Extrait du document:

------------

Puis, il est dit que 30 jours après la signature des accords de Minsk du 12 février, le Parlement ukrainien devra adopter un décret déterminant les communes concrètes qui seront concernées par la loi sur l'autonomie locale ou, comme on l'appelle également, sur "le statut particulier". La loi a été adoptée par le Parlement ukrainien l'automne dernier, mais l'absence de désignation des territoires qu'elle concernait empêchait son entrée en vigueur. C'est pourquoi il a été convenu dans les accords de Minsk de désigner précisément les communes et les territoires concernés par la loi 30 jours après la signature de ces accords. C'est tout ce que le Parlement ukrainien avait à faire et ce que l'Ukraine s'était engagée à mettre en œuvre. Au lieu de cela, le Parlement ukrainien, sur proposition du Président ukrainien Piotr Porochenko (ce qui me surprend tout particulièrement parce qu'il avait soutenu les accords de Minsk du 12 février), a pris des décisions bafouant ces accords en assimilant l'entrée en vigueur de la loi sur le statut particulier à la nécessité de libérer les territoires qu'il qualifie d'occupés, ainsi qu'au remplacement de tous les dirigeants élus par les habitants de ces régions par d'autres individus. Il découle de cette décision du Parlement ukrainien que la loi sur le statut particulier entrera en vigueur seulement quand ces territoires seront dirigés par des individus acceptables pour Kiev. Il s'agit d'une tentative de mettre sens dessus dessous les accords du 12 février. Le compromis permettant de renforcer la confiance consistait à introduire le statut particulier aujourd'hui sur les territoires où les gens ont voté pour leurs leaders. Personne ne forçait l'Ukraine à reconnaître officiellement le résultat des élections, mais Kiev devait respecter ces processus et tenir ses engagements. Je le répète, la nécessité d'adopter une telle loi n'était conditionnée par aucune condition supplémentaire. Il fallait uniquement désigner les communes et les territoires concrets.
J'ignore comme évoluera désormais le processus de paix. J'ai envoyé hier des notes spéciales aux ministres des Affaires étrangères de l'Allemagne Frank-Walter Steinmeier et de la France Laurent Fabius pour attirer leur attention sur la violation flagrante des premières mesures de la partie politique des accords de Minsk, les appelant à entreprendre des démarches auprès des Ukrainiens pour les pousser à remplir leurs engagements et ce qui a été soutenu par les dirigeants de l'Allemagne, de la France, de l'Ukraine et de la Russie.
Question: Le 17 mars, lors d'une conférence de presse conjointe avec le Président roumain, le Président ukrainien Piotr Porochenko a déclaré qu'il était nécessaire de dégeler le conflit de Transnistrie. Kiev et Moscou sont les garants de la paix et de la stabilité dans la région. Pensez-vous qu'il existe aujourd'hui un risque de reprise de ce conflit?

------------

Jeu de données:
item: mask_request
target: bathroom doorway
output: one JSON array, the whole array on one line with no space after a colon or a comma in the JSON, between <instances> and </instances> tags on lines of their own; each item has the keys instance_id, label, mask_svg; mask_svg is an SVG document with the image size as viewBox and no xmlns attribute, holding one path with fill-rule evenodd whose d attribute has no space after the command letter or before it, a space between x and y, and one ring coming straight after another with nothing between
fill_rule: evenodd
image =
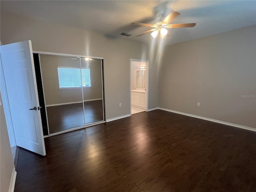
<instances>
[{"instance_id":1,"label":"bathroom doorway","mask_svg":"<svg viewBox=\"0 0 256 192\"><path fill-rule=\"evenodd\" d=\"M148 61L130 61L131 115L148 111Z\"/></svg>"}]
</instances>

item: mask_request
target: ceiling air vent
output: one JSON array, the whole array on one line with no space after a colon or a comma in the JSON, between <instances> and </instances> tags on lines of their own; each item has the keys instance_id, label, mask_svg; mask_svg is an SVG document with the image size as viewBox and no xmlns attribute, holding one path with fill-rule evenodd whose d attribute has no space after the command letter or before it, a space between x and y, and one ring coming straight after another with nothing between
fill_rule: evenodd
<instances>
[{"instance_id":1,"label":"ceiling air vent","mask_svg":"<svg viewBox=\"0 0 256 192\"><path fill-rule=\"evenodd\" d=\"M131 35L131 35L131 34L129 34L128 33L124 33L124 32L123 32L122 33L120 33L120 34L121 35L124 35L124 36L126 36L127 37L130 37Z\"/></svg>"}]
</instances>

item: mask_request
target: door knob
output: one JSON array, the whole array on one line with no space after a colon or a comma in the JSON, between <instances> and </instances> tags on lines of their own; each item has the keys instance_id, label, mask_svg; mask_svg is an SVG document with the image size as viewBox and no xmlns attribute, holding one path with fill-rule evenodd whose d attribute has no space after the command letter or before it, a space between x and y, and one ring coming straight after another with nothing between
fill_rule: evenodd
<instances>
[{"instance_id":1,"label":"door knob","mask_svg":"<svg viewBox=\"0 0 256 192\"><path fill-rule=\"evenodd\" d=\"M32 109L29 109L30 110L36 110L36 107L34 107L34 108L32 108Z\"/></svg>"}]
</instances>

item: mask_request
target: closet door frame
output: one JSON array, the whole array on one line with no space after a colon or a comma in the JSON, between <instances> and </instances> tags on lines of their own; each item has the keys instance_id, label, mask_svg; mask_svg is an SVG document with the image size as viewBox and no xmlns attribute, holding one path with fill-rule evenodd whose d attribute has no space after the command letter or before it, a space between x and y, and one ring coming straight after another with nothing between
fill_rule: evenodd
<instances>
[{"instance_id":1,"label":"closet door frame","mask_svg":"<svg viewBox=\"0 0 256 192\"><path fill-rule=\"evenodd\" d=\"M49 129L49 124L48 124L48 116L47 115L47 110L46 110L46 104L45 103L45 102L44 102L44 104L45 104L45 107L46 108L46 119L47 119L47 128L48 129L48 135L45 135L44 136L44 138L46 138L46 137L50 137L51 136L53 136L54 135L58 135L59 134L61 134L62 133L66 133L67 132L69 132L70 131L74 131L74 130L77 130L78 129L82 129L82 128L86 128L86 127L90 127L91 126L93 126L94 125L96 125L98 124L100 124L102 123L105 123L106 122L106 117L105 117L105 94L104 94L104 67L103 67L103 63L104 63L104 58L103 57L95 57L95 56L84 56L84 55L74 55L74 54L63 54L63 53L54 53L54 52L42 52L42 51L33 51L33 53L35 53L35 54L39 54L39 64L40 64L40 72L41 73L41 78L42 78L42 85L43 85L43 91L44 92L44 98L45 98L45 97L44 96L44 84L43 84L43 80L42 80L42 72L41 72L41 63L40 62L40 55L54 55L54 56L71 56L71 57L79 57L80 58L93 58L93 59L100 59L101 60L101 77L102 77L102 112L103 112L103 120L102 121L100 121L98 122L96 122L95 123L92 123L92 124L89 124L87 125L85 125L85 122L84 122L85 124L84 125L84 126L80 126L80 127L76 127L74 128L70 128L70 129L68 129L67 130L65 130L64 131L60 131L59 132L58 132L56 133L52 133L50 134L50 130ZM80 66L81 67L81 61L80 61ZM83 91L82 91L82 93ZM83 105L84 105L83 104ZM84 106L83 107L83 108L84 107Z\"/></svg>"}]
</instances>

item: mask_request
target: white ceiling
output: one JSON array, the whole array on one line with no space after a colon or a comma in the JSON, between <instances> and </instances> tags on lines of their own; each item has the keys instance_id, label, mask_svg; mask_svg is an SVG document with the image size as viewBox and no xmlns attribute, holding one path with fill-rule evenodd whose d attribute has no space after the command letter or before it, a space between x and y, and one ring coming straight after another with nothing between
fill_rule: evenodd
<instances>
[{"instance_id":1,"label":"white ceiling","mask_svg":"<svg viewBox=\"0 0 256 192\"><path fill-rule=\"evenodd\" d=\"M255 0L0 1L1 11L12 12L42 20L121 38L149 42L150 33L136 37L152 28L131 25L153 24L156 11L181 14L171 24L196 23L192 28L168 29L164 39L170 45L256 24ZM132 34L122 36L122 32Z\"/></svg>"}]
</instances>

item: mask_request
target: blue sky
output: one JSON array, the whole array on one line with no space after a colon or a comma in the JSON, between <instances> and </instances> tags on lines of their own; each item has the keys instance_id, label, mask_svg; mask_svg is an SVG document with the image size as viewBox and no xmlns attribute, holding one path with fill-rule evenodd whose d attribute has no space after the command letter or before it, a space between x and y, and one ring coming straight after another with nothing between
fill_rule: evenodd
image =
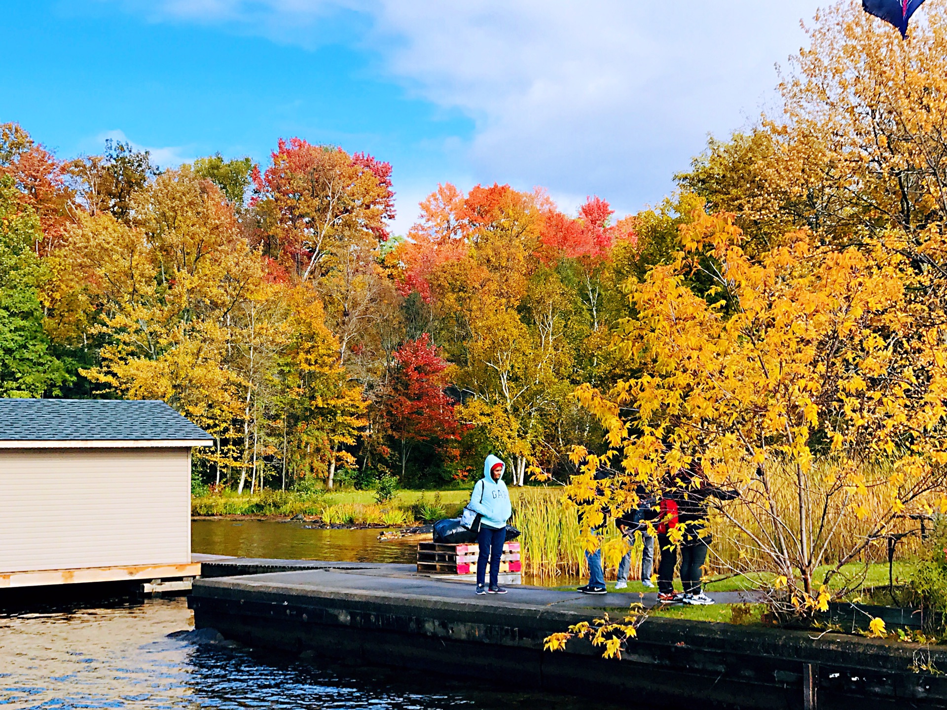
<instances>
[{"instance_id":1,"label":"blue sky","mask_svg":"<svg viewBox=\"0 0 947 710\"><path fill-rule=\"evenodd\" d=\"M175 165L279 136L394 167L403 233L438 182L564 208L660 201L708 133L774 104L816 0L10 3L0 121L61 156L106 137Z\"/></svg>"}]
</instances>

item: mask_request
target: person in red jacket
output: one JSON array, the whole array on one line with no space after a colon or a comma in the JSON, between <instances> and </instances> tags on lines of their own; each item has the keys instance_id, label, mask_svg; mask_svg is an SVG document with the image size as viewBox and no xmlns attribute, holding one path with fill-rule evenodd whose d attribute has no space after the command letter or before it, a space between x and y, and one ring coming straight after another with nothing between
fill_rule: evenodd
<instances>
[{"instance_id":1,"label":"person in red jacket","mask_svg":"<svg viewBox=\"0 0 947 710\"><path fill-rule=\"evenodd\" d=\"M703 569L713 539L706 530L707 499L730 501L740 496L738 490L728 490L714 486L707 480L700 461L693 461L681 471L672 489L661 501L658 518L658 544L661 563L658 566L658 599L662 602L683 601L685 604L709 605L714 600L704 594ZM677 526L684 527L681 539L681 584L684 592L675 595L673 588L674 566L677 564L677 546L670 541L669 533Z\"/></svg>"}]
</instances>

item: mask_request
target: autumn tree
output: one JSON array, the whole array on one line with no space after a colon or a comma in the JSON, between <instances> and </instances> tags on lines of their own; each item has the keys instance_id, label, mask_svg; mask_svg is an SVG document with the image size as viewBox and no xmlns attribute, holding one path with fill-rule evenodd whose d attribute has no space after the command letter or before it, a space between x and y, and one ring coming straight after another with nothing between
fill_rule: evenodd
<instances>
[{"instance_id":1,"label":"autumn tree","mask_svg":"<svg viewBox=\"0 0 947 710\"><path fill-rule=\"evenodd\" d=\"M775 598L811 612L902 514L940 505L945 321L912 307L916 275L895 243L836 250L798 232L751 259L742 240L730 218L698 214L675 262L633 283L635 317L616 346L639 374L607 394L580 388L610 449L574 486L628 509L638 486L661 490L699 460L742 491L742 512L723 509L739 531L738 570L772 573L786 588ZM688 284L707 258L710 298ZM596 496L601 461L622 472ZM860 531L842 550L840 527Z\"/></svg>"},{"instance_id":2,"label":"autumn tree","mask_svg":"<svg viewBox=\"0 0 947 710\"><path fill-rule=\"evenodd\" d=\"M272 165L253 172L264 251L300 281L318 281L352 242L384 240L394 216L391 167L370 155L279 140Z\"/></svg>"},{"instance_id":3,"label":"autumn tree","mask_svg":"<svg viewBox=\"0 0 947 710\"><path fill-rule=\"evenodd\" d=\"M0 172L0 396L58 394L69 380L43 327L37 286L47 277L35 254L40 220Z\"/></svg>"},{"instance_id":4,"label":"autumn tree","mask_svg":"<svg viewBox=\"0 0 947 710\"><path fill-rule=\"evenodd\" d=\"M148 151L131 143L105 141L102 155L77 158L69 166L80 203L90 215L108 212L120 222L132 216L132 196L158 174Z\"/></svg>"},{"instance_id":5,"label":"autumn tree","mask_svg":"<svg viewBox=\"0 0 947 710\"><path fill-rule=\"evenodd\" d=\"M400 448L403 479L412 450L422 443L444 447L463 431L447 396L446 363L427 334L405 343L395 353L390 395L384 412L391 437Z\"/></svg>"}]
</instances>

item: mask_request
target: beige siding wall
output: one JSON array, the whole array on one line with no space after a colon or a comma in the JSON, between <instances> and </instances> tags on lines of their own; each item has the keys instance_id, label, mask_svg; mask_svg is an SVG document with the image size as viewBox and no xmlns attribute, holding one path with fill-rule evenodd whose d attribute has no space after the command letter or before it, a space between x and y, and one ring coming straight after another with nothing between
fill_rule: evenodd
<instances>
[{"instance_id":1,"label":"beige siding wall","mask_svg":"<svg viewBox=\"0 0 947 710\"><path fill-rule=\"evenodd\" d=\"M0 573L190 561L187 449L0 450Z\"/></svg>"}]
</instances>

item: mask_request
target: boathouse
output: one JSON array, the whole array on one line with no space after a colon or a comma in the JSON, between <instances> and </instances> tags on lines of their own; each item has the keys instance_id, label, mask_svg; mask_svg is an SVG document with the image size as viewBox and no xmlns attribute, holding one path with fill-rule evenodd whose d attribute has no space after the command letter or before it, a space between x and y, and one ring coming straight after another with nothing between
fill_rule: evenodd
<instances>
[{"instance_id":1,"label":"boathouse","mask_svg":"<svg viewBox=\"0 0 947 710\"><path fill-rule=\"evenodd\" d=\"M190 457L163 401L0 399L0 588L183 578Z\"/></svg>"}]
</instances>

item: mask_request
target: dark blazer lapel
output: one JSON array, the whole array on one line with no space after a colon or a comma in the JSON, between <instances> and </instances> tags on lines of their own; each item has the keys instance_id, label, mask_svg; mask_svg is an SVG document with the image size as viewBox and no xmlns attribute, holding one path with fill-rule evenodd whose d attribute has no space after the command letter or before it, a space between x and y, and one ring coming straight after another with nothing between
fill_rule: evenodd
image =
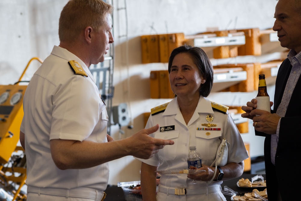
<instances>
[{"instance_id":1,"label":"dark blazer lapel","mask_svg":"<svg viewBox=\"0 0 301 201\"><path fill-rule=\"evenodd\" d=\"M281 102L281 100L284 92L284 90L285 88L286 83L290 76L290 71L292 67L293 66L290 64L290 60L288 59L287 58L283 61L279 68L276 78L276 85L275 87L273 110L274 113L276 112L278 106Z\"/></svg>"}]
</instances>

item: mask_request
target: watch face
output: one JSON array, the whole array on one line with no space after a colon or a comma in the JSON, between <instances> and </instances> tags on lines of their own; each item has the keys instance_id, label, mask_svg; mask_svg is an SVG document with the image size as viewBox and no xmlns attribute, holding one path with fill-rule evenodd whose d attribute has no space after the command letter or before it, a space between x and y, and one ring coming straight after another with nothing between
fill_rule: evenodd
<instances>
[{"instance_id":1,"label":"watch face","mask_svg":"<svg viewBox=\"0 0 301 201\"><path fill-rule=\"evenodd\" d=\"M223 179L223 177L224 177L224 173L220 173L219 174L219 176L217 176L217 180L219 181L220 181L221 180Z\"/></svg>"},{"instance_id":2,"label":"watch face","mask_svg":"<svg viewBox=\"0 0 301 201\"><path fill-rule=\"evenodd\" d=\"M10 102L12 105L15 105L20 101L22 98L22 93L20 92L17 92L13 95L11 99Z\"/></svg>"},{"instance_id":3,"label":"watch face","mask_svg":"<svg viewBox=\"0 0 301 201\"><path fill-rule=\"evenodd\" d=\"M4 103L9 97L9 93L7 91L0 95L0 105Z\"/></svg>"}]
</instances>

------------

Tâches à réaliser:
[a] Répondez à ces questions sur l'extrait, en reprenant la même numérotation :
(i) Combien de jours après la signature des accords de Minsk du 12 février le Parlement ukrainien devait-il adopter le décret désignant les communes concernées ?
(ii) À quels ministres des Affaires étrangères des notes spéciales ont-elles été envoyées ?
(iii) Avec qui Piotr Porochenko a-t-il tenu une conférence de presse conjointe le 17 mars ?
[b] Dressez la liste complète des personnes que l'extrait désigne par leur nom.
Les items n'ont aucun lien avec l'extrait.

Liste des solutions:
[a]
(i) 30 jours.
(ii) Frank-Walter Steinmeier, ministre allemand, et Laurent Fabius, ministre français.
(iii) Avec le Président roumain.

[b] Piotr Porochenko, Frank-Walter Steinmeier, Laurent Fabius